» What you will do
Rewrite the part of the entries below that opens with the line containing "Segment stovetop by" and closes with the line containing "[0, 74, 63, 205]", replacing "pineapple" with "mango" and keeping everything else the same. Give only those lines.

» Extracted entries
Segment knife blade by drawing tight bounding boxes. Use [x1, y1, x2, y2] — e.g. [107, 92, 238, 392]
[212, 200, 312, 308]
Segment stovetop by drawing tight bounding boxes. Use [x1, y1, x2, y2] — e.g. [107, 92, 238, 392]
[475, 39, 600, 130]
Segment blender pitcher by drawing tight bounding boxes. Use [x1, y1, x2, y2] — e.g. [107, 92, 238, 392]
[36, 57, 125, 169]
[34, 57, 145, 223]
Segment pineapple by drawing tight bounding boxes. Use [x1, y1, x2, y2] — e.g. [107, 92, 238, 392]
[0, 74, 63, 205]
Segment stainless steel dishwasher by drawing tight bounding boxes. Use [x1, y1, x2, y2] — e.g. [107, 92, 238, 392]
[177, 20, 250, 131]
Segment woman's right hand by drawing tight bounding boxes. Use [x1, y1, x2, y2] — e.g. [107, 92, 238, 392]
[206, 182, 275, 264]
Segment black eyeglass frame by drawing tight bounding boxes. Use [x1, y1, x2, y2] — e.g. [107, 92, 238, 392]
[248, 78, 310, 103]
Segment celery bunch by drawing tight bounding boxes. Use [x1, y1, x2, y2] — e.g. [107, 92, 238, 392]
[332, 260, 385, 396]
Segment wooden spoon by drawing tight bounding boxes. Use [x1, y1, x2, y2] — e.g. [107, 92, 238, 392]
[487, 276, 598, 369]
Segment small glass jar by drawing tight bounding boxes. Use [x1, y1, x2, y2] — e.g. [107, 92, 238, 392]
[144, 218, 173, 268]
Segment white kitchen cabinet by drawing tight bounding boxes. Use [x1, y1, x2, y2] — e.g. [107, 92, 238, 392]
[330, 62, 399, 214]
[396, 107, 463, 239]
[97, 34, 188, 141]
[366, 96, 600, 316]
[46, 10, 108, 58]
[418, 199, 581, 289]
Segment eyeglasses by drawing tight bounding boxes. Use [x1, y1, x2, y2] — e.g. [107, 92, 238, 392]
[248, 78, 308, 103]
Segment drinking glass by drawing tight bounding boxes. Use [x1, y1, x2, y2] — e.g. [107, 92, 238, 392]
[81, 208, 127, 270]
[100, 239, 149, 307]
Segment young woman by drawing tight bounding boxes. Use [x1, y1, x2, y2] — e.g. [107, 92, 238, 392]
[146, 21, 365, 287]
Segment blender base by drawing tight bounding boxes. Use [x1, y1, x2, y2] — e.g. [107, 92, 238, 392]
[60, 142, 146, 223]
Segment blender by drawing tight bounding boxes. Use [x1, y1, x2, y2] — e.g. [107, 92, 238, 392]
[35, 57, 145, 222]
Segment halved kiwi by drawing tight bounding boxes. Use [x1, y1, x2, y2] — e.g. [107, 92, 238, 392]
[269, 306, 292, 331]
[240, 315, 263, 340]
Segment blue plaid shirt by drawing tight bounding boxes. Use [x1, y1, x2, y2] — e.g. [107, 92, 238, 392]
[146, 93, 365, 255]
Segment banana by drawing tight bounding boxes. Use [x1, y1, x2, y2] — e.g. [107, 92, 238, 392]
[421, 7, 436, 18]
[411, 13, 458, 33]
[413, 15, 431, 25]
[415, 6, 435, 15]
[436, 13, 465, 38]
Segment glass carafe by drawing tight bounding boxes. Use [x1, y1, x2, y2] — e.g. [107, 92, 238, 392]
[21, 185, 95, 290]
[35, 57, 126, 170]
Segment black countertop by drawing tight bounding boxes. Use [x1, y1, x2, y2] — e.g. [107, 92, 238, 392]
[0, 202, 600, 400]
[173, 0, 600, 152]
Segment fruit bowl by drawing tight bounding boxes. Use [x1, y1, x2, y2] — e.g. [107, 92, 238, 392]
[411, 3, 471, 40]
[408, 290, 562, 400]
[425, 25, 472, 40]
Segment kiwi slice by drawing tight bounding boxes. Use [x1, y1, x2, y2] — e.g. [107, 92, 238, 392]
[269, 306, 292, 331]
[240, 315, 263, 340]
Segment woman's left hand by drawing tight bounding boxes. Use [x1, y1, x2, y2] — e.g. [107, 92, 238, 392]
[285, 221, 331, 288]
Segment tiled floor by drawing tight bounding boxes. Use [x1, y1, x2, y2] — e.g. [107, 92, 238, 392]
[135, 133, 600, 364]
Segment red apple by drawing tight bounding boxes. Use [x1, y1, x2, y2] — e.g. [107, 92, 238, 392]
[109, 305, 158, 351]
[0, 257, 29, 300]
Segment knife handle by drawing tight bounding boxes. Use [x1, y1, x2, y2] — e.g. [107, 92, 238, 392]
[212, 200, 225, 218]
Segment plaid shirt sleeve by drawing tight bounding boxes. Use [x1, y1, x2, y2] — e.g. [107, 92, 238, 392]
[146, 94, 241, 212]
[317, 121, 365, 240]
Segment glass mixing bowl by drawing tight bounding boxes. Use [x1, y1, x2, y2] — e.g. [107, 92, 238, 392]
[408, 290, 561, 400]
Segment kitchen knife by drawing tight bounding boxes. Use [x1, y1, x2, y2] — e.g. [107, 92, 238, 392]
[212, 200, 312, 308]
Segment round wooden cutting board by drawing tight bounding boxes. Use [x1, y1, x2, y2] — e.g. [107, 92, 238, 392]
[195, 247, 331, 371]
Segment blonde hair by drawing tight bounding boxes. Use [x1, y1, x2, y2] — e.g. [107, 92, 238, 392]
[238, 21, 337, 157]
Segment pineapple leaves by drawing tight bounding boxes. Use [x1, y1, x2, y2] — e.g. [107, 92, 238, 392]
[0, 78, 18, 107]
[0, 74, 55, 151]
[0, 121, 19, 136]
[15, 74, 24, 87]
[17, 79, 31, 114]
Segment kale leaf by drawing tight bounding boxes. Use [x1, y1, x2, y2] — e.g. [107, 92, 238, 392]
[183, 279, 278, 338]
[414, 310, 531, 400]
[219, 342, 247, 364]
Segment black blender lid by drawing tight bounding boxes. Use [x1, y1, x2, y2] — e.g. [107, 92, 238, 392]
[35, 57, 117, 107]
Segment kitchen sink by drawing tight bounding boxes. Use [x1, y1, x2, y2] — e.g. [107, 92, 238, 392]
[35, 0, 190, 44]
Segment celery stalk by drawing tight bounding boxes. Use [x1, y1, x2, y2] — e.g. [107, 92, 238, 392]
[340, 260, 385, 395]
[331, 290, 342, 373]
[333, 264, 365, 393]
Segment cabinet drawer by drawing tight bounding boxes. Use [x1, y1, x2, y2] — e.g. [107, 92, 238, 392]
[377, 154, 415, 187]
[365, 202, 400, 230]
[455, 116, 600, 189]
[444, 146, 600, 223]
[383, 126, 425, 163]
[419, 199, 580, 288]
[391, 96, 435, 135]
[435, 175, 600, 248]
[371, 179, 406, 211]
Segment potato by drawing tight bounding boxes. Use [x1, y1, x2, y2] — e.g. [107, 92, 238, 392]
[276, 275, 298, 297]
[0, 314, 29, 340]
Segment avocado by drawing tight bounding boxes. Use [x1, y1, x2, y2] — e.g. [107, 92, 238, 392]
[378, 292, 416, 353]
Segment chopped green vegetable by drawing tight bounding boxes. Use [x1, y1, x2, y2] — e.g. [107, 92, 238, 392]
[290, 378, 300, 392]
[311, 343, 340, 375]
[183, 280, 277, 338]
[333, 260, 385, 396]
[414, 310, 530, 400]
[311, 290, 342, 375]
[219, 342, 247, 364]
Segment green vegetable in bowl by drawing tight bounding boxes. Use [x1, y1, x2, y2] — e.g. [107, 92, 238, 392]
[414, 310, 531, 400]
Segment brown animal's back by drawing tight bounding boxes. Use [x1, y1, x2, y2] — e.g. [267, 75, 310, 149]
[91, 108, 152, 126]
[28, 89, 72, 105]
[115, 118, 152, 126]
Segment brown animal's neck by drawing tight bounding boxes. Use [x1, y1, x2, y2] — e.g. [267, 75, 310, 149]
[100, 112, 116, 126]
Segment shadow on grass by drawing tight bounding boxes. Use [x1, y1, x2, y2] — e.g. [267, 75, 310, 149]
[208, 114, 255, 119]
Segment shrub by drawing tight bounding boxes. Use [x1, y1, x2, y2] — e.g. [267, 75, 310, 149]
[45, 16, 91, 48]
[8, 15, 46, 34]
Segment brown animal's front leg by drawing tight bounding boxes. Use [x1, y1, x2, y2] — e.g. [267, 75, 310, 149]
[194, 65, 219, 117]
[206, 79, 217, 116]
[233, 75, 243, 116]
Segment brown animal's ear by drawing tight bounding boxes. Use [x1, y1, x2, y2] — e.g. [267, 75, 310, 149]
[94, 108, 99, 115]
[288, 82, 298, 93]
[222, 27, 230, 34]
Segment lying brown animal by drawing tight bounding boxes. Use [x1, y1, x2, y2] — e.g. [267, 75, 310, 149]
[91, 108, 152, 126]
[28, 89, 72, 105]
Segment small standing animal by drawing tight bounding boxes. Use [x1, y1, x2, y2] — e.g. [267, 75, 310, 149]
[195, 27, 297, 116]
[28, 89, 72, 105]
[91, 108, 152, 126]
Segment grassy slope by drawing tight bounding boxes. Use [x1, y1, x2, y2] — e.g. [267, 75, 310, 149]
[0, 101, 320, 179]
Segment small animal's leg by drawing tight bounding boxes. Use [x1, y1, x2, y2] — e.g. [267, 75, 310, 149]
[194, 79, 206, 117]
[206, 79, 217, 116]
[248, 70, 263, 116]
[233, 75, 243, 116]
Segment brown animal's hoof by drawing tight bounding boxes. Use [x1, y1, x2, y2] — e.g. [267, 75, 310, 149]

» Answer to this exercise
Segment stovetop by drawing tight bounding boxes. Use [x1, y1, x2, y2] — e.g. [107, 92, 238, 392]
[475, 39, 600, 130]
Segment blender pitcher by drawing tight bounding boxes. Use [x1, y1, x2, y2] — e.g. [107, 92, 238, 392]
[36, 57, 125, 169]
[34, 57, 145, 223]
Segment mango by drawing tight bounding boxes. Use [x1, y1, x2, y2] — e.g. [107, 92, 238, 392]
[0, 74, 63, 205]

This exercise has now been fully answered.